Problem to solve> Go to the line with "mark: the debris-covered ground" in the records below, then output it and each following line exactly, up to and including the line with "mark: the small purple floret". Skip pictures and add nothing.

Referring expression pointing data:
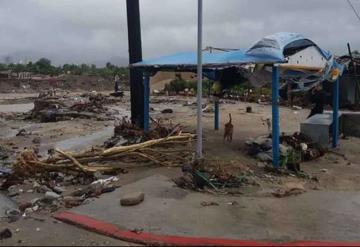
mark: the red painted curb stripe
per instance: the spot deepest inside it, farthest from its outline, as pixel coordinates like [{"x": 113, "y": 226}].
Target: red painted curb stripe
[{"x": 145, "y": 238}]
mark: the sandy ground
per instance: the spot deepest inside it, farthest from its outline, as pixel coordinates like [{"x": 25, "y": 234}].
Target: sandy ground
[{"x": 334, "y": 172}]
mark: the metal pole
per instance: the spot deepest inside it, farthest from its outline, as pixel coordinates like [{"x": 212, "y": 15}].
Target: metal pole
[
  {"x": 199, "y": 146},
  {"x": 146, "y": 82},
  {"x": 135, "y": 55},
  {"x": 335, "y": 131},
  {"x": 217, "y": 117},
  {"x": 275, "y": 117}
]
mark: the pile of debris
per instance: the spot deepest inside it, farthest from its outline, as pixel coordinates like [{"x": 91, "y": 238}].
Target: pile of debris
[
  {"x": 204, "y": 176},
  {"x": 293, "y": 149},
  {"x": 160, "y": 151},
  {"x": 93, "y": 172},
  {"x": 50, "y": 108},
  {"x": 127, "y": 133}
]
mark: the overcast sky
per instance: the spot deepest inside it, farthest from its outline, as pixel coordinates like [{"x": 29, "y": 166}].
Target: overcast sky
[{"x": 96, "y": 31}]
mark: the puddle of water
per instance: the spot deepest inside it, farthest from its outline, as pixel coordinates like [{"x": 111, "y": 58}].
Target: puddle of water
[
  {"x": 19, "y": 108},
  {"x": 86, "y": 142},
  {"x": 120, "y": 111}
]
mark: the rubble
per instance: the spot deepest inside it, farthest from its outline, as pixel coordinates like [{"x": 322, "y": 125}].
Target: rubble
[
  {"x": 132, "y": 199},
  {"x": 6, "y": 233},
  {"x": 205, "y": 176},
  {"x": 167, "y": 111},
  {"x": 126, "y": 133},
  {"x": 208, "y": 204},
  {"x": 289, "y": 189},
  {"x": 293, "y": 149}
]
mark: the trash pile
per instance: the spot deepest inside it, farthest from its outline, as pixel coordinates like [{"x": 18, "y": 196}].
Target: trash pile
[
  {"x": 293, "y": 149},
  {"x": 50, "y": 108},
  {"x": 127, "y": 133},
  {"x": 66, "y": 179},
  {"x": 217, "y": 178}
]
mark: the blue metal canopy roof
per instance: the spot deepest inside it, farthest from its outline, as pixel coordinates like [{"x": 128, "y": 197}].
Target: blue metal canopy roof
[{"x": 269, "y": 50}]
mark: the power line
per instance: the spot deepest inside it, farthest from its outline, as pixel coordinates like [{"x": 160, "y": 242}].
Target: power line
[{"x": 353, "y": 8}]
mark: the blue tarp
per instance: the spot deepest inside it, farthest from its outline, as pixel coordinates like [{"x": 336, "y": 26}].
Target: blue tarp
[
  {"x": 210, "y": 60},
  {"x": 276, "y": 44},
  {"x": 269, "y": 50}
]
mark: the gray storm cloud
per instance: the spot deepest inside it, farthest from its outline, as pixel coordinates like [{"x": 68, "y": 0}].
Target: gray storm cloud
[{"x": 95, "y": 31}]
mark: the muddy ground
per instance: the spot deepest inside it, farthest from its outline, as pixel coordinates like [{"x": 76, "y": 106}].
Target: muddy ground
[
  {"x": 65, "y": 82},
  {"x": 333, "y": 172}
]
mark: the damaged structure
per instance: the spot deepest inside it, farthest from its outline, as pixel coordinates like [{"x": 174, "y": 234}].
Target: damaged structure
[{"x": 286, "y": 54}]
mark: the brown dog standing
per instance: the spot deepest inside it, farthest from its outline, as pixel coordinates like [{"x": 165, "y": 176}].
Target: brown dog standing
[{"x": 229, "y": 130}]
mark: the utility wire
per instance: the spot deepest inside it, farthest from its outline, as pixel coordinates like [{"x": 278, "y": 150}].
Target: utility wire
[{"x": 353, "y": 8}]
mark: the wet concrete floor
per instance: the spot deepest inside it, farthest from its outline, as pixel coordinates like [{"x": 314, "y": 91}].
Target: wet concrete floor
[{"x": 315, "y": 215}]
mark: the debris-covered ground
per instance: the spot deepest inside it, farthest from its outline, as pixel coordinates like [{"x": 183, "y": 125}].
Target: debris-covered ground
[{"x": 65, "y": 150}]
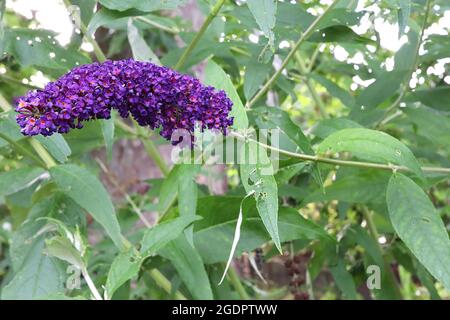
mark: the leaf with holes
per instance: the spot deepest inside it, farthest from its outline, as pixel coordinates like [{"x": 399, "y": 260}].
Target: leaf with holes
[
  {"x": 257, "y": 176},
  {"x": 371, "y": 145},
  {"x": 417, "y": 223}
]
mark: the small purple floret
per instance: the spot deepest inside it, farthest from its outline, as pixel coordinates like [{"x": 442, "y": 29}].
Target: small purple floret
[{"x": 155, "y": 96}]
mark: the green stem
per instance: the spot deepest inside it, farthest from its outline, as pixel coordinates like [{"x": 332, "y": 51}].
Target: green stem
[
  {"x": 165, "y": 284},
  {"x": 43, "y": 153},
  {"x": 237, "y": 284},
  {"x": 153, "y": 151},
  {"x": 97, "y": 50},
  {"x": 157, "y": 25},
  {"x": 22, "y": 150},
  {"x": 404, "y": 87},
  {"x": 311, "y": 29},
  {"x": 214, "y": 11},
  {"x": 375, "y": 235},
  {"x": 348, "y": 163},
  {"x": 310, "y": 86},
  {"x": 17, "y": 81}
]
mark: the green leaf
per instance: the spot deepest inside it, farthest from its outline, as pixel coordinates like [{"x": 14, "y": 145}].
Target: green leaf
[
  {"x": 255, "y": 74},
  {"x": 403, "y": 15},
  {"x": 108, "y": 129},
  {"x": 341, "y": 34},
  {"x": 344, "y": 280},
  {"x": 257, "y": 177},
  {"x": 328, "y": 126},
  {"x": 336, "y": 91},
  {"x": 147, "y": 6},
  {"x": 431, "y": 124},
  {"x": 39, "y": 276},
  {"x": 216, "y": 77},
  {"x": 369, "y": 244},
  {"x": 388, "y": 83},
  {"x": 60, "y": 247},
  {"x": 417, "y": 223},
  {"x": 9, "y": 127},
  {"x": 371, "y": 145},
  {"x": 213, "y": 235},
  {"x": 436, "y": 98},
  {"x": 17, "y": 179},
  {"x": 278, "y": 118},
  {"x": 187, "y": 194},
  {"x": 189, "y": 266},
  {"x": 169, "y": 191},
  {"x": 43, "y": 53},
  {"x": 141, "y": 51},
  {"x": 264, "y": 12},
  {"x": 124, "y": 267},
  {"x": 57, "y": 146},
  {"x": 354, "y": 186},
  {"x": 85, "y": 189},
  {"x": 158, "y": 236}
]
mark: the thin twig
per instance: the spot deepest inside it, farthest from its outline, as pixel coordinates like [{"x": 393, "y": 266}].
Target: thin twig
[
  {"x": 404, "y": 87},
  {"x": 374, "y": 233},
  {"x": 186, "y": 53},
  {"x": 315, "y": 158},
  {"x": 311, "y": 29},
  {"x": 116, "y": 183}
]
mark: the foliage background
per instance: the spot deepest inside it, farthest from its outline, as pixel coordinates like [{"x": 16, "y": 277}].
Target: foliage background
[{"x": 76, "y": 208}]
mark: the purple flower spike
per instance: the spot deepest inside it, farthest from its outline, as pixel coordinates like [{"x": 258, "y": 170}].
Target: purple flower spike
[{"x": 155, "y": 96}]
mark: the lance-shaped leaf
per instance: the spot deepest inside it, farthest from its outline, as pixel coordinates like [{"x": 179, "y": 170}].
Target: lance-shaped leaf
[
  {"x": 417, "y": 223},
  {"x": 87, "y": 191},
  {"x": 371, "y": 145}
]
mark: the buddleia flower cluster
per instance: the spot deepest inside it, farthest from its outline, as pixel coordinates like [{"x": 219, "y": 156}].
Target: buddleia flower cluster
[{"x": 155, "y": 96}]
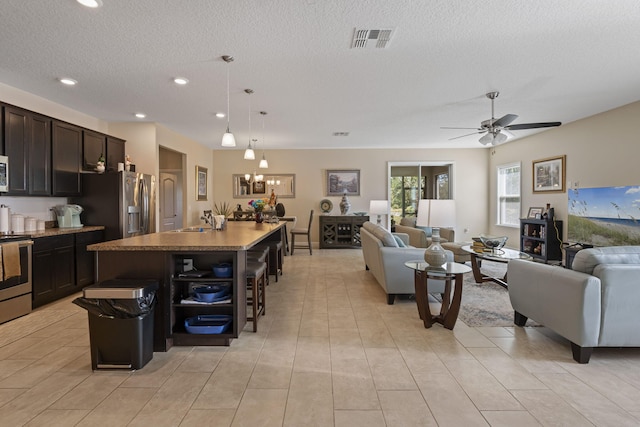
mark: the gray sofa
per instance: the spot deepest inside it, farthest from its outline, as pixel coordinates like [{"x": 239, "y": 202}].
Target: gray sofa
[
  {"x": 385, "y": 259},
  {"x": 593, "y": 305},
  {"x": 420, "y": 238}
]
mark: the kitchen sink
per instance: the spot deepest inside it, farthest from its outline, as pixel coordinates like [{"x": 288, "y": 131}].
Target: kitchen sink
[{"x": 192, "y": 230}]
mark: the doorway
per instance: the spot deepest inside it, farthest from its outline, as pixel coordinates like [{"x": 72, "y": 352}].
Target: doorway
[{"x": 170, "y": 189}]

Result of the exercise>
mark: the debris-covered ground
per instance: the spot deepest inside it, farthest from its outline, as pixel coordinates like [{"x": 183, "y": 125}].
Target: debris-covered ground
[{"x": 65, "y": 150}]
mark: the leaf with holes
per instance: the spot deepest inside it, farthest from its outline, as pixel coordinates like [{"x": 399, "y": 260}].
Target: leaf with holes
[
  {"x": 257, "y": 176},
  {"x": 371, "y": 145},
  {"x": 417, "y": 223}
]
mark: the small purple floret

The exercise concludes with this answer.